# TASK TO CARRY OUT:
Pull out every line of the material below that contains the word "deck" and copy each of those lines in full.

>>>

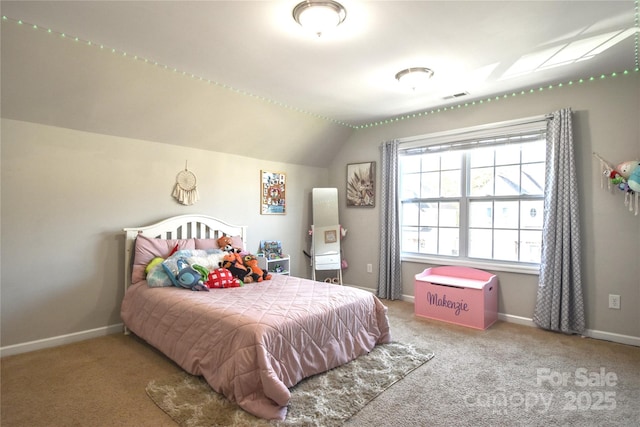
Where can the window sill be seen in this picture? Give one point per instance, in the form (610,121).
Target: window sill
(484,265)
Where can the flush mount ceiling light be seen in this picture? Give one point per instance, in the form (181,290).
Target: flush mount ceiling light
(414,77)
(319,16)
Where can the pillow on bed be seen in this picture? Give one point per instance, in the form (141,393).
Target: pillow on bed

<<<
>>>

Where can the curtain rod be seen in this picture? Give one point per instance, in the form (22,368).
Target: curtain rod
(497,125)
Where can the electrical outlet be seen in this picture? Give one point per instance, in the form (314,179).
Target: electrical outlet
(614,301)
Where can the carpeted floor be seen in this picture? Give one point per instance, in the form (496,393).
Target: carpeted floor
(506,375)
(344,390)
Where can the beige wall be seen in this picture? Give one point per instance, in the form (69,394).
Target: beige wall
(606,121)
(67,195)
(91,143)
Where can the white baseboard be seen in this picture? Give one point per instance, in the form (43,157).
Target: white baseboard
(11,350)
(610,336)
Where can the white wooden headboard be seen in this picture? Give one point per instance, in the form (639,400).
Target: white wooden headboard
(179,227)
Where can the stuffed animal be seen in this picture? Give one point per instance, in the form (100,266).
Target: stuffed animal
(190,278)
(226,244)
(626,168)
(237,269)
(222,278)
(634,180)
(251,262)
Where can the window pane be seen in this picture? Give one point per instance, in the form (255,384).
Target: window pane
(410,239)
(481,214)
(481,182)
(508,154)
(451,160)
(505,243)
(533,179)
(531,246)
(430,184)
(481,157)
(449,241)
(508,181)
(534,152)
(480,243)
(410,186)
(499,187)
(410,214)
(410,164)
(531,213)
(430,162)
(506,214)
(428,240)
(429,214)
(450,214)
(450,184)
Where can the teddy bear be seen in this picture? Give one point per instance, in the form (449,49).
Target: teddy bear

<<<
>>>

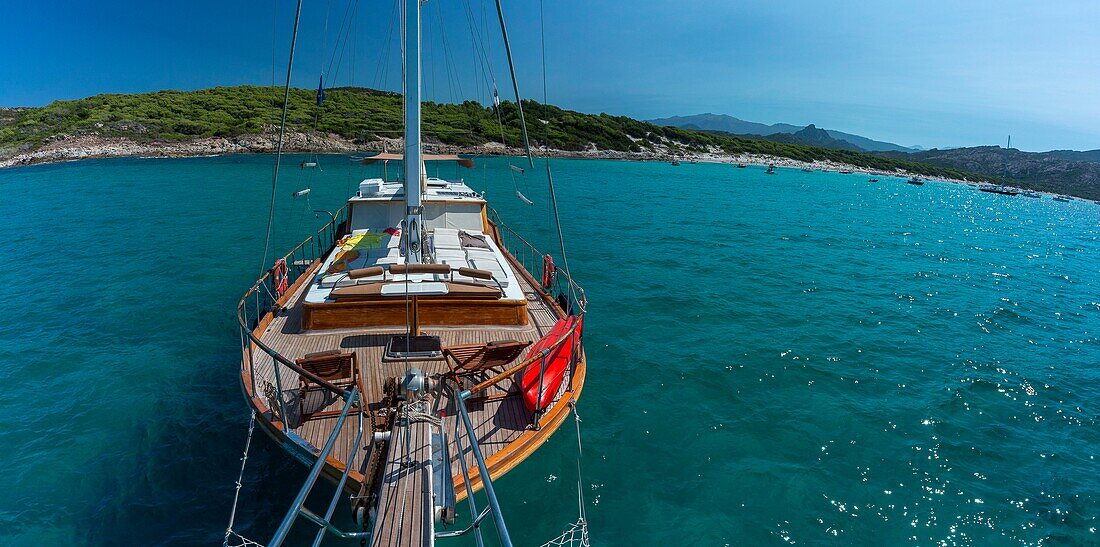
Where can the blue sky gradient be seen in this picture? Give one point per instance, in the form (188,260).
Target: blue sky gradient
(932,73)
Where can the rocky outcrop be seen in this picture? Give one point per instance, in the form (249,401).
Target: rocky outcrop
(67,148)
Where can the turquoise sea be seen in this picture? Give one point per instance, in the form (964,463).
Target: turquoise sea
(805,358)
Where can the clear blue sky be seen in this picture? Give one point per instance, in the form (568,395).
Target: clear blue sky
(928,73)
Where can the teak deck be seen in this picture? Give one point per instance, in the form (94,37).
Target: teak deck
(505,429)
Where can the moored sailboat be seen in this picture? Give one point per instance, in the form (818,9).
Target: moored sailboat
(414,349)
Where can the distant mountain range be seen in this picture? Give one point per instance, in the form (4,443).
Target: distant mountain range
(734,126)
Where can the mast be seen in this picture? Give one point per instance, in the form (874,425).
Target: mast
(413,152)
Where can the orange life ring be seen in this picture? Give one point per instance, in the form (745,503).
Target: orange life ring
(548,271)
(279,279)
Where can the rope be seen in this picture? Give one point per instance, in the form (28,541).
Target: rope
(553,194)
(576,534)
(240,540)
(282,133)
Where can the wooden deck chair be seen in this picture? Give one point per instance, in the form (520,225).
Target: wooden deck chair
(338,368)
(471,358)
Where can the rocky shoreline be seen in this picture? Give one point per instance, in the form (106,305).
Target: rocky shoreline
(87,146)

<<<

# ANSWER TO THIS PROBLEM:
Where can the teak deck be seen in this picture? Give one point per instance, in the form (94,37).
Target: teak deck
Where can the wooden deck chair be seen in this picture? Give one point per instance, in the form (520,225).
Target: wooden deck chair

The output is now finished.